Start of Supplied entries

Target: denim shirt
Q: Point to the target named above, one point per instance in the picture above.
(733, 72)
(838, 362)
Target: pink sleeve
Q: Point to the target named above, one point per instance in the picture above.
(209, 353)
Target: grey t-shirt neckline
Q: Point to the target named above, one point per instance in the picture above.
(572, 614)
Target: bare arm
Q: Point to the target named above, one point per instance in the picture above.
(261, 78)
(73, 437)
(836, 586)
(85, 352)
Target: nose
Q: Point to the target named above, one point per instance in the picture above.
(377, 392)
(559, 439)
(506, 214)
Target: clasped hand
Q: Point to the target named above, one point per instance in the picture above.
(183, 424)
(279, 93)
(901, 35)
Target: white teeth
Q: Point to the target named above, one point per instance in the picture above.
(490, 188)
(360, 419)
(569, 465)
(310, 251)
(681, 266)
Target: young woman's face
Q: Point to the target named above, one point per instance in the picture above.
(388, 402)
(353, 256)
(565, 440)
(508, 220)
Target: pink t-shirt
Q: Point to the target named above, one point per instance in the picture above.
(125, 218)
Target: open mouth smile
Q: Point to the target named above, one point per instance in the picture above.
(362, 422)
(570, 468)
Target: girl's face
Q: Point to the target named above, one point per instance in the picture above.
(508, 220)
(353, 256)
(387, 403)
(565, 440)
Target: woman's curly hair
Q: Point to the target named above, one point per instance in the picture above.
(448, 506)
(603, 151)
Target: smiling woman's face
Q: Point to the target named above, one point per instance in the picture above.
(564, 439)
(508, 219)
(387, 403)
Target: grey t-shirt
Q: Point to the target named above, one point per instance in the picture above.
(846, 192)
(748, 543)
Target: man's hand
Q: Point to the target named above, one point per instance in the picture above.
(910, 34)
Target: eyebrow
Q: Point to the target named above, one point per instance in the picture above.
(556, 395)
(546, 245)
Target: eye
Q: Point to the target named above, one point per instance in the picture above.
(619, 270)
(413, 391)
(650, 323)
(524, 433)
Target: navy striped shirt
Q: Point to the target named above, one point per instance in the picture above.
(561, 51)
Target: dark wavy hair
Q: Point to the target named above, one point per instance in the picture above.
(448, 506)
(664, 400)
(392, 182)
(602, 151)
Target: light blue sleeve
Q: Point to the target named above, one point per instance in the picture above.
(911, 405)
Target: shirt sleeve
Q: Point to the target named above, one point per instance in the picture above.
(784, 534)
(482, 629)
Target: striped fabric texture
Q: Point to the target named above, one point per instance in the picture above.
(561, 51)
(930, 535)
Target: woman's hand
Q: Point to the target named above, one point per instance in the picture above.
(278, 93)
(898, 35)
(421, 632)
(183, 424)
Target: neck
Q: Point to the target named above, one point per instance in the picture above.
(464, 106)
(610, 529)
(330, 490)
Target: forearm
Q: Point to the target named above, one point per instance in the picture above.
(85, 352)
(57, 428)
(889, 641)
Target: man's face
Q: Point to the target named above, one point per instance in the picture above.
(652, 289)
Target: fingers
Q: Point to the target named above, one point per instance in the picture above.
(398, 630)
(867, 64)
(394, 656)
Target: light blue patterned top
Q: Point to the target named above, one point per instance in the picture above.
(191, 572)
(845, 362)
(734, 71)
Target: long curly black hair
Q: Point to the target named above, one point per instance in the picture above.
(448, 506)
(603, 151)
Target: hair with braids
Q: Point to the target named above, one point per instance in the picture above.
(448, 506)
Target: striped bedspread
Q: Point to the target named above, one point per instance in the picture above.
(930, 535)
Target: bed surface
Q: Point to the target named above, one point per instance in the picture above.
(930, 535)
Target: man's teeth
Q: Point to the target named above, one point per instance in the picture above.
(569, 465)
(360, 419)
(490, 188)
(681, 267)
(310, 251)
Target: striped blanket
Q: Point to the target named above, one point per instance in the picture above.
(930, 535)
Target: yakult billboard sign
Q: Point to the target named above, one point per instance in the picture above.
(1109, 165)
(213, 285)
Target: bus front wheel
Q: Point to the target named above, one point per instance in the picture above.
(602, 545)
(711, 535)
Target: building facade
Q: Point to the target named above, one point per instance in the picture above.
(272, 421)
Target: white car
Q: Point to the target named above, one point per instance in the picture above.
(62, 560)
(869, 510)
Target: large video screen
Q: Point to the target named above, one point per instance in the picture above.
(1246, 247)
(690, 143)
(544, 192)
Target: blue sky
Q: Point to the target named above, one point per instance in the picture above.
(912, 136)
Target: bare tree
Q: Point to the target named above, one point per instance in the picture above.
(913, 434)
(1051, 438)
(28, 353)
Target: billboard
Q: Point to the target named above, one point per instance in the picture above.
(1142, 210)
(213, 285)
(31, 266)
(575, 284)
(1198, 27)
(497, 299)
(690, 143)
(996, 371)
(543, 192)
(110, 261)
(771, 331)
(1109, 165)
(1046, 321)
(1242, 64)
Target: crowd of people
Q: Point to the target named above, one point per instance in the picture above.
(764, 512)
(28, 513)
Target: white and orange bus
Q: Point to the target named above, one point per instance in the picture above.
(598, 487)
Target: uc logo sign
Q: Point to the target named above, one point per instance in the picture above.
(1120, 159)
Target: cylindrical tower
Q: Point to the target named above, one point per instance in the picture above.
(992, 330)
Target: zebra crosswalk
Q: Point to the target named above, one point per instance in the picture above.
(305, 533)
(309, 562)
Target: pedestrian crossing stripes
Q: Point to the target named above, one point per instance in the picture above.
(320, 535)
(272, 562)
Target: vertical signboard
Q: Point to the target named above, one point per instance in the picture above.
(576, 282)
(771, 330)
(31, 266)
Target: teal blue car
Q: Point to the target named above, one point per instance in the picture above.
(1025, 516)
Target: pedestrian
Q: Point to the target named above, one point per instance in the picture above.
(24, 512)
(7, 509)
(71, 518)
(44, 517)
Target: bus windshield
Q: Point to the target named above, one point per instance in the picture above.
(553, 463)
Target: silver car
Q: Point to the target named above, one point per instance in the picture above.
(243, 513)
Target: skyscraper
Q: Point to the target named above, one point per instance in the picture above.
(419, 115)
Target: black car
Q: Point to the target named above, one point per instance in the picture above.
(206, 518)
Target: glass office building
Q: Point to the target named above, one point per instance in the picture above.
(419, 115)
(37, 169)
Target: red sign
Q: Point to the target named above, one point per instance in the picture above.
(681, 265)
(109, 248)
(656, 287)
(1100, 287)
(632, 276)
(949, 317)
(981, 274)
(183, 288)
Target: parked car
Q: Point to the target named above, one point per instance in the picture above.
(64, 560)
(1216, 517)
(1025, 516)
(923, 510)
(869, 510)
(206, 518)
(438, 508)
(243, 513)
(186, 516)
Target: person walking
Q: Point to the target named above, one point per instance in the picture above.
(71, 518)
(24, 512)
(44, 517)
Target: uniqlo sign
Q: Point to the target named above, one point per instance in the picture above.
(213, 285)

End of Supplied entries

_Written exercise:_
Repeat the entries shown above, every one, word for word.

_Result:_
Target: denim shirt
Q: Point to the target named above, one point per instance in the picture above.
(733, 72)
(838, 362)
Target: pink sleeve
Q: Point to the target named above, one point per instance in the picture above.
(209, 353)
Target: grey t-shirt neckline
Q: Point to the target named above, one point per instance in the picture above.
(572, 614)
Target: bare arm
Q: Point to the target named above, one point per instance in the picture above.
(261, 78)
(73, 437)
(836, 586)
(85, 352)
Target: nose
Q: Point to the target named above, one point per instance in the picture above.
(377, 392)
(559, 439)
(506, 214)
Target: clasped hand
Q: Point to the target named above, one point per instance in the picture above.
(183, 424)
(279, 93)
(901, 35)
Target: white teeth
Q: Point to the target named above, one point per instance in the picture above.
(490, 188)
(360, 419)
(569, 465)
(310, 251)
(681, 266)
Target: young woman's face
Q: Point to the target named above, one point per instance in the picture above.
(388, 402)
(353, 256)
(565, 440)
(508, 220)
Target: pink t-shirt
Q: Point to the target named above, one point per instance in the picture above.
(125, 218)
Target: open mouth smile
Q: Point to the target named above, one point per instance in the picture above.
(362, 422)
(570, 468)
Target: girl's face
Q: Point to the target named above, one point per instance in the picture above.
(508, 220)
(353, 256)
(387, 403)
(565, 440)
Target: woman's curly hair
Q: Point to the target named above, one point per instance in the picture above.
(448, 506)
(603, 151)
Target: smiling woman's face
Q: Point to the target named above, one point per instance in the picture above.
(564, 439)
(508, 219)
(387, 403)
Target: grey t-shirt
Q: Point to the target named above, one point per instance in the picture above.
(846, 192)
(748, 543)
Target: man's hand
Q: Point to the target named above, one point per instance in the picture above.
(910, 34)
Target: eyebrow
Q: Point to the target named above, one point per instance in the picture above.
(556, 395)
(546, 245)
Target: eye
Q: Point to the target named above, one point per instance in the picture above.
(619, 270)
(413, 391)
(650, 323)
(524, 433)
Target: navy striped shirt
Q: Point to the target named above, one point per instance in the picture above.
(561, 51)
Target: dark wavy hair
Q: Point to the target named above, one point per instance in the picture above.
(448, 506)
(664, 400)
(392, 182)
(602, 151)
Target: light blue sleeve
Q: Point to the target named above, one point per instance in the picture above.
(911, 405)
Target: shirt sleeve
Q: Point to the target named above, one point per instance in the picture above.
(784, 534)
(482, 629)
Target: striped fabric texture
Q: Point to the target named above, one point per instance in the picture above.
(561, 51)
(930, 535)
Target: woman's hand
Q: Point to the target named above, one point per instance in the picture above.
(278, 93)
(898, 35)
(421, 632)
(183, 424)
Target: neck
Q: Point to the target named above, one point per instance in the picture above.
(464, 106)
(610, 529)
(330, 490)
Target: forearm
Q: Point to the target named above, one point per instance in the picture above.
(85, 352)
(57, 428)
(889, 641)
Target: man's face
Q: Point to the target named above, one point per instance in the picture above.
(652, 289)
Target: fingers
Q: Point to the target named above, one point per instance in the picture above.
(398, 630)
(867, 64)
(394, 656)
Target: light blue patterned top
Q: Point to the target named above, one point per instance in the picture above.
(191, 572)
(845, 362)
(734, 71)
Target: long curly black hair
Q: Point to the target named above, one point per instance in the picture above.
(448, 506)
(603, 151)
Target: hair with braids
Q: Point to the target named above, one point per instance in the picture above.
(448, 506)
Target: striped bedspread
Q: Point to the target named above, one point per instance in the picture above.
(930, 535)
Target: bed surface
Q: Point to the target named above, one point per instance in the picture above.
(930, 535)
Target: man's teeth
Q: Point to the target named above, one point per instance in the picture above.
(569, 465)
(360, 419)
(490, 188)
(681, 267)
(310, 251)
Target: striped blanket
Q: Point to the target named above, one point per instance in the picture above.
(930, 535)
Target: yakult billboard sign
Q: Point to the target named above, one point per instance in the picture above.
(1109, 165)
(213, 285)
Target: bus front wheel
Q: Point to the target named above, one point per instance in the picture above.
(602, 545)
(711, 535)
Target: building facade
Q: Point to the target named above, one point per instance in the picture above.
(272, 421)
Target: white car
Q: Point to the target named above, one point per instance in the picture above.
(62, 560)
(869, 510)
Target: large video screen
Q: Point to the target named above, one point per instance in the picture above.
(1246, 247)
(690, 143)
(544, 192)
Target: blue sky
Q: Point to the target named above, one point per instance in the picture above.
(912, 136)
Target: bare tree
Q: Point to the target named above, one point per instance in the picture above.
(913, 434)
(1051, 438)
(28, 353)
Target: billboard
Q: Point to the target named above, one point per instance in the picture above.
(1142, 210)
(213, 285)
(31, 266)
(575, 284)
(1198, 27)
(497, 299)
(690, 143)
(996, 371)
(543, 192)
(110, 261)
(771, 331)
(1109, 165)
(1046, 321)
(1242, 64)
Target: crowd of people
Q: Point to the target named above, one point per instance in the picture above.
(764, 512)
(28, 513)
Target: white and orange bus
Q: Point to the target named above, one point per instance in the picture above.
(598, 487)
Target: uc logo sign
Q: Point to the target named above, one point per instance in the picture above.
(1120, 159)
Target: cylindrical tower
Q: Point to the target named above, one point per instance in the picture above.
(992, 330)
Target: zebra crosswalk
Q: Point to the target named above, one point per instance in the picture above.
(305, 533)
(309, 562)
Target: pedestrian crossing stripes
Q: Point to the target named above, one point per instance in the picture above.
(320, 535)
(272, 562)
Target: vertical signboard
Q: Point to the target named above, one point per instance in the picture above.
(576, 282)
(771, 330)
(31, 266)
Target: teal blue car
Q: Point to the target named above, one point per instance in the picture above.
(1025, 516)
Target: pedestrian
Q: Point to the target named above, one point per instance in the picture above.
(24, 512)
(7, 509)
(71, 518)
(44, 517)
Target: bus windshield
Q: Point to the target named above, one point per instance in the picture above.
(553, 463)
Target: silver car
Q: Point to the target named above, one point per instance in the picture above.
(243, 513)
Target: skyscraper
Q: Point to the target named above, one point per instance in the picture above.
(419, 115)
Target: black car
Q: Point to the target named above, one point per instance in the picture above.
(206, 518)
Target: glass office building
Q: Point to the target named above, one point per instance in the picture above.
(419, 115)
(37, 169)
Target: red sign
Q: Point to the target named above, one point per instance in the picture above.
(681, 265)
(109, 248)
(656, 287)
(1100, 287)
(632, 276)
(949, 317)
(981, 274)
(183, 288)
Target: parked car
Q: Point to the target named above, one point per instance in the picture above.
(64, 560)
(1216, 517)
(1025, 516)
(923, 510)
(869, 510)
(206, 518)
(438, 508)
(243, 513)
(186, 516)
Target: person walking
Q: Point to the target named above, one point per instance in the picture above.
(71, 518)
(24, 512)
(44, 517)
Target: uniqlo sign
Q: Point to the target named above, one point per instance in the picture above.
(213, 285)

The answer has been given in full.